*YOUR ASSIGNMENT*.
Retype each line below without a single alteration.

*DATA SHOWN*.
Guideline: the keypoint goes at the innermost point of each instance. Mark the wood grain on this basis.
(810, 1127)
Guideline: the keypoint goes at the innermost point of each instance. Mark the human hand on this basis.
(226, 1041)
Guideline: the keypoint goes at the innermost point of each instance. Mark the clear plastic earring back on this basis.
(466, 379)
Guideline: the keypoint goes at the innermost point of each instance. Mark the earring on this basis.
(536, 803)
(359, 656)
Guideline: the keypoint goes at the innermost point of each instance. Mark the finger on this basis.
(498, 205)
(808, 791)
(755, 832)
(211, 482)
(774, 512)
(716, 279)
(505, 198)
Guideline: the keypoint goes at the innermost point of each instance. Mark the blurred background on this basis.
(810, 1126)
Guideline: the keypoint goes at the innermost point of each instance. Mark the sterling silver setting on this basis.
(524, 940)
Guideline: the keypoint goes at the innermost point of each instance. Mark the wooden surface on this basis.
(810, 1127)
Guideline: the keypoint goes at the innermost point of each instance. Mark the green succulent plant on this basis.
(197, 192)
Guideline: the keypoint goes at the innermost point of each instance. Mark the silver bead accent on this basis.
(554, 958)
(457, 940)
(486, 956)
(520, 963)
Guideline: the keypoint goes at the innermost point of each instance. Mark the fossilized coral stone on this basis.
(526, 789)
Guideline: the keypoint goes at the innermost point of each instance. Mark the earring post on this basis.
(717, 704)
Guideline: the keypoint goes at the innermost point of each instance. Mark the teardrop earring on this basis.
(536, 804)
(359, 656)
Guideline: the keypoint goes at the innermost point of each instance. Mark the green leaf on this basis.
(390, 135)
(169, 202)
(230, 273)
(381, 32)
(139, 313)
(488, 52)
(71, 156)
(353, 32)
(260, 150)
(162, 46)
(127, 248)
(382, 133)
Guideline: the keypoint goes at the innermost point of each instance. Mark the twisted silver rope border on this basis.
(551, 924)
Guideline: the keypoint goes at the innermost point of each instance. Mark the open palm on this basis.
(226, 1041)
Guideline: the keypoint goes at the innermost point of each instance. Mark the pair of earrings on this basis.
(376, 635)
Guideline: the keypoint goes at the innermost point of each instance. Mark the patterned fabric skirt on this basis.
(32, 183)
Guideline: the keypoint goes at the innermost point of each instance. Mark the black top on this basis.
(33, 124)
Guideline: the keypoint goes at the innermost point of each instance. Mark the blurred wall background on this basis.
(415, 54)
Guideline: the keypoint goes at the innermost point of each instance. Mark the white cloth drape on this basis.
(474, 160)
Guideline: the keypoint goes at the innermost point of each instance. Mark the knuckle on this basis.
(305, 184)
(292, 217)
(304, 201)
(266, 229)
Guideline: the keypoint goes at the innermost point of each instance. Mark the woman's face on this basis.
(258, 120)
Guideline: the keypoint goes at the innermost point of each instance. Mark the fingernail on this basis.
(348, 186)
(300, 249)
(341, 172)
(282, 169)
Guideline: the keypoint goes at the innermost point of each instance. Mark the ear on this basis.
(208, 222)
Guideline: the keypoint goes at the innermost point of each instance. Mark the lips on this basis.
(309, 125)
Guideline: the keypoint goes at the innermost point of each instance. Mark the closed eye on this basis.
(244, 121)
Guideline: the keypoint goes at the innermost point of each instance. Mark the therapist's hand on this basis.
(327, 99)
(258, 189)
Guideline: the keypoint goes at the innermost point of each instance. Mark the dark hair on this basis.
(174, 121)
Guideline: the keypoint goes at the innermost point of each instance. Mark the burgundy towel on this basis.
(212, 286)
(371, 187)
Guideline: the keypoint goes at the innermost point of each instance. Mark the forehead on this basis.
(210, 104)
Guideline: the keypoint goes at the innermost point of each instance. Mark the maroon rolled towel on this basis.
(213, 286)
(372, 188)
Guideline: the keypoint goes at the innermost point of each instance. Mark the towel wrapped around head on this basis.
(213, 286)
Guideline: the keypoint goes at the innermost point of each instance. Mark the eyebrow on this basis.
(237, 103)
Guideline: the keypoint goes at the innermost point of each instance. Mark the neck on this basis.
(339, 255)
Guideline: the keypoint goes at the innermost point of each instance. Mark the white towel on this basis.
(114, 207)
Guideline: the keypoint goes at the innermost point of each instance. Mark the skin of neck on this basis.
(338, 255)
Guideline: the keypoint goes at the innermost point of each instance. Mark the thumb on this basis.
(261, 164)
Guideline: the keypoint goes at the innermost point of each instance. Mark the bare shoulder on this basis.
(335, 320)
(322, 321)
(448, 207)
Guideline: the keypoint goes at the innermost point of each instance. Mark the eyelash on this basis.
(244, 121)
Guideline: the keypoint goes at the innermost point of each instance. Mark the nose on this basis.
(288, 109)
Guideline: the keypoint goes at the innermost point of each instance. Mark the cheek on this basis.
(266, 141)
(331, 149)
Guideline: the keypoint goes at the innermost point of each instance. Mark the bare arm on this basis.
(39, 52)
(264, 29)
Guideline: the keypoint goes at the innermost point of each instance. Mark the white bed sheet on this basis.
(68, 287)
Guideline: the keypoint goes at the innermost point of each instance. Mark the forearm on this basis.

*TASK SOLUTION*.
Guideline: the keypoint goes at the innermost point of each instance. Mark the wood grain on this basis.
(810, 1127)
Guideline: the keypoint goes at the innermost point of each instance. Mark the human hand on this basis.
(226, 1041)
Guideline: the keypoint goes at the innermost point of each instance. Mark the clear plastic earring back on this basis.
(466, 379)
Guideline: the keypoint goes at the innermost point of each instance. Mark the earring on this basis.
(536, 803)
(359, 656)
Guideline: the keypoint goes at the innermost point of each instance. Mark the finger on this basis.
(498, 205)
(808, 791)
(755, 832)
(211, 482)
(774, 512)
(716, 279)
(505, 198)
Guideline: the keypoint goes at the innermost point of each instance. Mark the blurred background on this basis.
(810, 1126)
Guideline: the keypoint goes at the innermost point of each instance. Mark the sterling silver setting on this basis.
(524, 940)
Guideline: the keypoint goes at the innermost point of each instance. Mark the wooden surface on this basis.
(810, 1127)
Guideline: the keypoint goes at the innermost point of each instance. Mark the green succulent plant on this basis.
(197, 192)
Guideline: the keypoint goes at the innermost point of each instance. Mark the silver bead accent on this basis.
(554, 958)
(457, 940)
(486, 956)
(520, 963)
Guideline: the keypoint goes at the innermost point of each instance. Mark the fossilized coral stone on this basis.
(526, 789)
Guideline: the keypoint goes at the innermost point of each instance. Mark the earring post on this basis.
(717, 704)
Guideline: the keypoint goes at the innermost point of each instance. Mark the teardrop earring on this basis.
(536, 804)
(359, 656)
Guideline: the keypoint goes at the innermost point of each instance. Mark the green leaf on this basis.
(390, 135)
(169, 202)
(230, 273)
(381, 32)
(139, 313)
(488, 52)
(71, 156)
(353, 32)
(260, 150)
(162, 46)
(127, 248)
(382, 133)
Guideline: the keypoint goes at the innermost point of each instance. Mark the twisted silver rope border on this basis.
(551, 924)
Guideline: the keypoint goes at the innermost point of each instance. Mark the open palm on this basis.
(226, 1041)
Guideline: the keypoint goes at the innermost point of each instance. Mark the pair of earrings on this basis.
(376, 635)
Guideline: the keypoint goes at the innermost point of each instance. Mark the patterned fabric skirt on this basis.
(32, 183)
Guideline: the keypoint goes at the innermost point of each instance. Mark the black top on this basis.
(33, 124)
Guideline: the keypoint goes at the innermost point of each instance. Mark the blurred wall background on this basis.
(415, 54)
Guideline: the keypoint goes at the innermost point of each instance. Mark the white cloth drape on this basis.
(474, 160)
Guideline: the keypoint goes at the innermost point of each instance. Mark the knuckle on this basis.
(305, 184)
(292, 217)
(304, 201)
(266, 229)
Guideline: the keypoint goes at the innermost point of each instance. Mark the woman's face on this basis.
(258, 120)
Guideline: the keypoint goes at the innermost point of each instance. Mark the fingernail on this basis.
(348, 186)
(300, 249)
(341, 172)
(282, 169)
Guideline: the keypoint goes at the innermost point of each instance. Mark the ear on this basis.
(208, 222)
Guideline: the keypoint goes at the innermost point of each instance. Mark the lips on this basis.
(309, 125)
Guideline: the keypoint goes at the innermost point of each instance. Mark the closed eye on this basis.
(244, 121)
Guideline: the keypoint goes at the innermost point of each instance. Mark the therapist's hand on this basis.
(327, 99)
(258, 189)
Guideline: the keypoint goes at the innermost point of each instance. Mark the dark hair on this basis.
(174, 121)
Guideline: the keypoint goes at the innermost point of each instance. Mark the burgundy towel on this basis.
(212, 286)
(371, 187)
Guideline: the keypoint goes at the innermost point of each instance. Mark the forehead on this basis.
(210, 104)
Guideline: the keypoint goes at the innermost point of each instance. Mark the maroon rolled towel on this basis.
(213, 286)
(372, 188)
Guideline: the keypoint goes at the innermost point of each instance. Mark the towel wrapped around head on this basis.
(213, 286)
Guideline: the keypoint goes at the innermost point of each instance. Mark the eyebrow on this basis.
(237, 103)
Guideline: the keypoint goes at the innermost point of each instance. Mark the neck on this basis.
(339, 255)
Guideline: the keypoint goes at the innermost point of each instance. Mark the white towel on this basis.
(114, 207)
Guideline: the keypoint goes at the innermost point of each instance. Mark the skin of neck on this basis.
(338, 255)
Guideline: the keypoint goes at the innermost point of each instance. Mark the thumb on this basis.
(261, 164)
Guideline: the keypoint goes at the innermost point of each instance. Mark the bare shoulder on this basis.
(335, 320)
(322, 321)
(448, 207)
Guideline: the keypoint goes at the innermost point of each instance. Mark the eyelash on this basis.
(244, 121)
Guideline: the keypoint goes at the innermost point of each instance. Mark the nose on this basis.
(288, 109)
Guideline: the keypoint goes at the innermost point of each instance. Mark the cheek on this basis.
(266, 141)
(331, 149)
Guideline: the keypoint goes at the innermost point of each instance. Mark the bare arm on this basis.
(39, 52)
(264, 29)
Guideline: the keypoint goes at the innermost point of each instance. Mark the white bed sheet on this basis.
(68, 287)
Guideline: the keypoint goes at the innermost point of each instance. Mark the forearm on this basis.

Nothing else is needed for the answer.